Instructions for the task: Count the lines in the material below that contain the string "surface". Reply with the number only.
— begin Records shown —
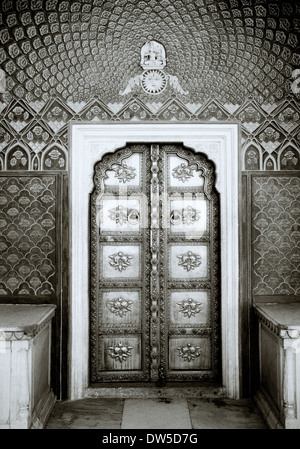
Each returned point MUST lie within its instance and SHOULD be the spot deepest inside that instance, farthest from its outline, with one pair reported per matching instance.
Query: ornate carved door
(155, 301)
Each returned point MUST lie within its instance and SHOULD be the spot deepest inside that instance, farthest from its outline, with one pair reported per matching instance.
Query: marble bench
(278, 395)
(25, 352)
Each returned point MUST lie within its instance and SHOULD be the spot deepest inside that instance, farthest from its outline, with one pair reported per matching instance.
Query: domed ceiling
(76, 50)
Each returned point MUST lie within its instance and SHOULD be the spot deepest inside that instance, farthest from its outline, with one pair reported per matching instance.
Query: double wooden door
(154, 271)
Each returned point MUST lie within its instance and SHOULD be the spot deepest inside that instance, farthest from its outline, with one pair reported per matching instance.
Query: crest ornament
(154, 79)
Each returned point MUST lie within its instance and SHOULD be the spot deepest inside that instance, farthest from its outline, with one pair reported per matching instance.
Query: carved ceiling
(76, 50)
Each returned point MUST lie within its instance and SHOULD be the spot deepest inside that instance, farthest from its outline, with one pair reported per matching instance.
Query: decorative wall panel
(276, 235)
(28, 236)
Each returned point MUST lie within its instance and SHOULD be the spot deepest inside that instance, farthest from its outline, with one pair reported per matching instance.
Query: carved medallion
(189, 352)
(183, 172)
(154, 81)
(121, 215)
(189, 307)
(120, 352)
(120, 306)
(189, 261)
(187, 216)
(124, 173)
(120, 261)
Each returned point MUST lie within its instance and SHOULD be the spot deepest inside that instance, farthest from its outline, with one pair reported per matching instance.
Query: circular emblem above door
(154, 81)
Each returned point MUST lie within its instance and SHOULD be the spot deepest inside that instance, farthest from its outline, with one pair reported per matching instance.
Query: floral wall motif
(276, 235)
(28, 236)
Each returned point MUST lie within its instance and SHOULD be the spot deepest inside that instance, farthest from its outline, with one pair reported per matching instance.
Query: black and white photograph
(150, 218)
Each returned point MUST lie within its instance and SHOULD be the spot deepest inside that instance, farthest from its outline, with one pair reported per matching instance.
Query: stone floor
(156, 413)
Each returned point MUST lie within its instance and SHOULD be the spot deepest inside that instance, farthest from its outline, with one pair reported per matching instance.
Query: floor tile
(224, 414)
(87, 414)
(156, 414)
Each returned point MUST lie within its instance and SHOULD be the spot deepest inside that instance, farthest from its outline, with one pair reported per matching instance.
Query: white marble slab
(24, 317)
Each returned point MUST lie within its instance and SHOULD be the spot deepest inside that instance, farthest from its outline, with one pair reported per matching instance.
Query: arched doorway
(89, 144)
(155, 267)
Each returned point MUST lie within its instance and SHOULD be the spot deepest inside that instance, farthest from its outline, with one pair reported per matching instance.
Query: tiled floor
(156, 413)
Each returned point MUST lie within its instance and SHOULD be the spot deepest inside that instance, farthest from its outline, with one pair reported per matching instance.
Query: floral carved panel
(28, 236)
(276, 235)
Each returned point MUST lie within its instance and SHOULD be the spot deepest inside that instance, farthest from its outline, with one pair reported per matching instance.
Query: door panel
(190, 274)
(119, 349)
(154, 266)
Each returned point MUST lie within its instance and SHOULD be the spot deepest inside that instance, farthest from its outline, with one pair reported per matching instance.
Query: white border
(88, 144)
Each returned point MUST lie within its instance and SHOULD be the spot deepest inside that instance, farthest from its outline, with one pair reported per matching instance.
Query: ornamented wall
(231, 60)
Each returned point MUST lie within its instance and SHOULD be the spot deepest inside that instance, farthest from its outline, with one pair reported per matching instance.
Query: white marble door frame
(88, 143)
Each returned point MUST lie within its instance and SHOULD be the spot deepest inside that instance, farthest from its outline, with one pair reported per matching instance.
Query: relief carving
(189, 307)
(189, 261)
(186, 216)
(121, 215)
(124, 173)
(183, 172)
(120, 306)
(120, 261)
(120, 352)
(189, 352)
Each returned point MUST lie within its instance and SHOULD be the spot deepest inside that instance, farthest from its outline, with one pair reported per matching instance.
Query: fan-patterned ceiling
(75, 50)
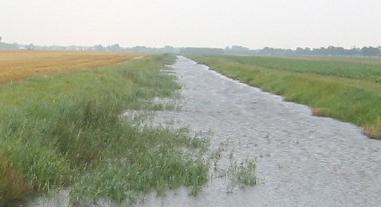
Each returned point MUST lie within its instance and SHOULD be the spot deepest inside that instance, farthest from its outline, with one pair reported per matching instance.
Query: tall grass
(346, 89)
(66, 131)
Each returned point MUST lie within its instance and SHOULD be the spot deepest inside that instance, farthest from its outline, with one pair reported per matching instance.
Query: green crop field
(347, 89)
(63, 131)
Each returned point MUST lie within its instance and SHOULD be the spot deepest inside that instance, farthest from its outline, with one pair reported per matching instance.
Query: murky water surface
(302, 160)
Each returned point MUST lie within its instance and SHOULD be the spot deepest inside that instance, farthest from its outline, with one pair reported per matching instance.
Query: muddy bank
(302, 160)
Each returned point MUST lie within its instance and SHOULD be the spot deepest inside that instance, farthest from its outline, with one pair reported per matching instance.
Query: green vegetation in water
(66, 131)
(348, 89)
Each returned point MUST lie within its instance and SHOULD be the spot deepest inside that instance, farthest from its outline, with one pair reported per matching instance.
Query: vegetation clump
(344, 88)
(66, 131)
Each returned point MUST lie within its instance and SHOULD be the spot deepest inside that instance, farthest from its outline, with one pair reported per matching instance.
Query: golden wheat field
(16, 65)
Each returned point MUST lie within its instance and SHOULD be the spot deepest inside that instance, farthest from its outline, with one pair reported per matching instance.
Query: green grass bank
(65, 131)
(348, 89)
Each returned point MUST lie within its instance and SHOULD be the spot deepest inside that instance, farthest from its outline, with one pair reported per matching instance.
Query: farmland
(16, 65)
(347, 89)
(61, 129)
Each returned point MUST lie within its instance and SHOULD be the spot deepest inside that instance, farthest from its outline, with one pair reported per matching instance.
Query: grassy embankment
(348, 89)
(65, 131)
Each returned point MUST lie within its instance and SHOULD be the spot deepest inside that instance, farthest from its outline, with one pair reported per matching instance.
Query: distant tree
(370, 51)
(30, 47)
(114, 47)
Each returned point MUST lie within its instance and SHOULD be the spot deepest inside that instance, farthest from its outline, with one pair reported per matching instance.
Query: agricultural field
(65, 131)
(16, 65)
(347, 89)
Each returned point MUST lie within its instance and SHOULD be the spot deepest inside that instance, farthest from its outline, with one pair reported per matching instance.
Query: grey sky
(209, 23)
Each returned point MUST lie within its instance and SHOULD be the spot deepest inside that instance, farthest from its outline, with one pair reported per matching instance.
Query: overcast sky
(206, 23)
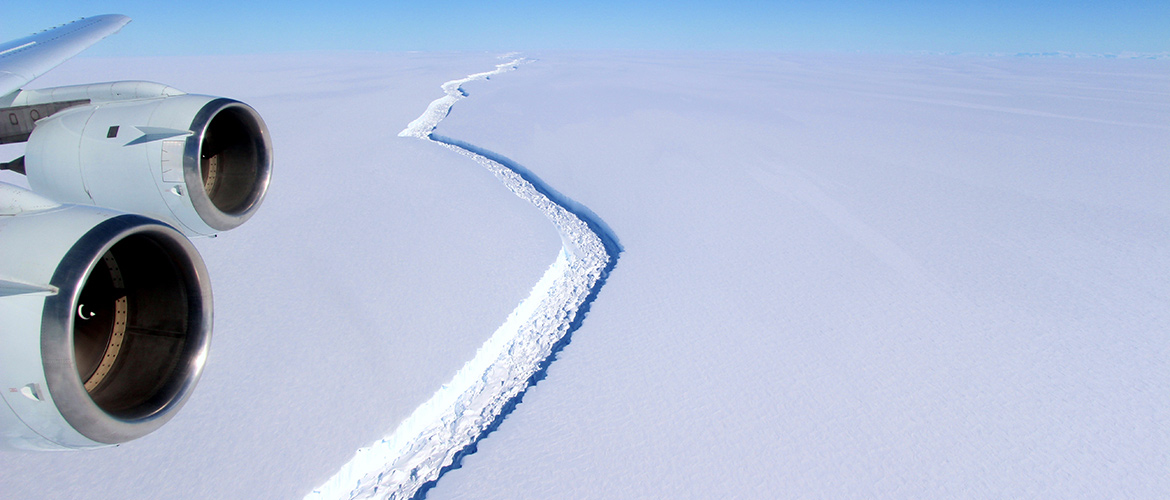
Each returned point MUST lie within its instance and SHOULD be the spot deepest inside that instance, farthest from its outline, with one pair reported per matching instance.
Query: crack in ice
(436, 433)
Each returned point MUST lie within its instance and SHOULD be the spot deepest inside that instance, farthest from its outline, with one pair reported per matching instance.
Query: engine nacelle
(108, 338)
(200, 163)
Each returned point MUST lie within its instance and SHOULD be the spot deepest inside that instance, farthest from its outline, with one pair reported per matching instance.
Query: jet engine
(199, 163)
(105, 306)
(107, 324)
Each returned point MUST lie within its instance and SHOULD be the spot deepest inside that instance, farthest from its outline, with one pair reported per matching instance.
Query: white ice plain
(840, 276)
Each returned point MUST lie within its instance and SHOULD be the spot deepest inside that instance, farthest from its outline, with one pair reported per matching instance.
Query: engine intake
(123, 341)
(200, 163)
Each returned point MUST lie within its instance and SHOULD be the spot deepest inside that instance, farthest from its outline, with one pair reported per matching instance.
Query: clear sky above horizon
(990, 26)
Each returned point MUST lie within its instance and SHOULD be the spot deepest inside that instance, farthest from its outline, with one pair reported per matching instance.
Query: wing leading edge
(26, 59)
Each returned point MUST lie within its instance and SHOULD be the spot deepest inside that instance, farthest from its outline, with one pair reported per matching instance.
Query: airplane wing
(26, 59)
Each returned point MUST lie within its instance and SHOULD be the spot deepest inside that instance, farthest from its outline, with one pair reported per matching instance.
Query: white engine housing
(199, 163)
(110, 336)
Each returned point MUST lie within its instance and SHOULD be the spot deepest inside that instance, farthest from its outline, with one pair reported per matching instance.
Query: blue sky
(990, 26)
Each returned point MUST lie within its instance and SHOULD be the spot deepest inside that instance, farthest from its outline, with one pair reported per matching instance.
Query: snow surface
(840, 275)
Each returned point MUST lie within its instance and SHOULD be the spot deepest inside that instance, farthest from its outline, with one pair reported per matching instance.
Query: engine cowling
(110, 336)
(199, 163)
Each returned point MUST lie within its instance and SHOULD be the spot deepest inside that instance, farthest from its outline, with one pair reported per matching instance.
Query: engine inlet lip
(64, 383)
(192, 168)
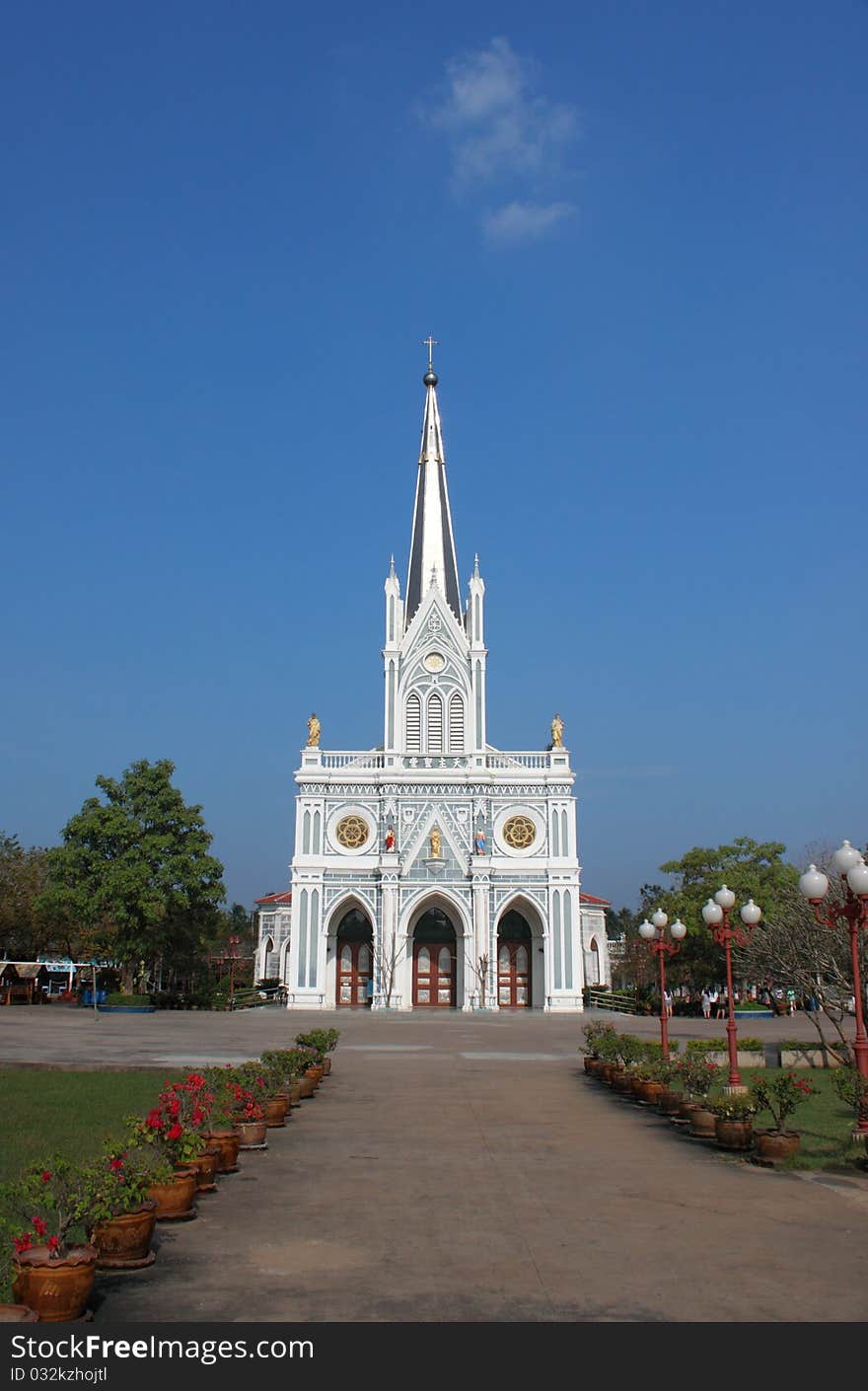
— end Records shown —
Response: 2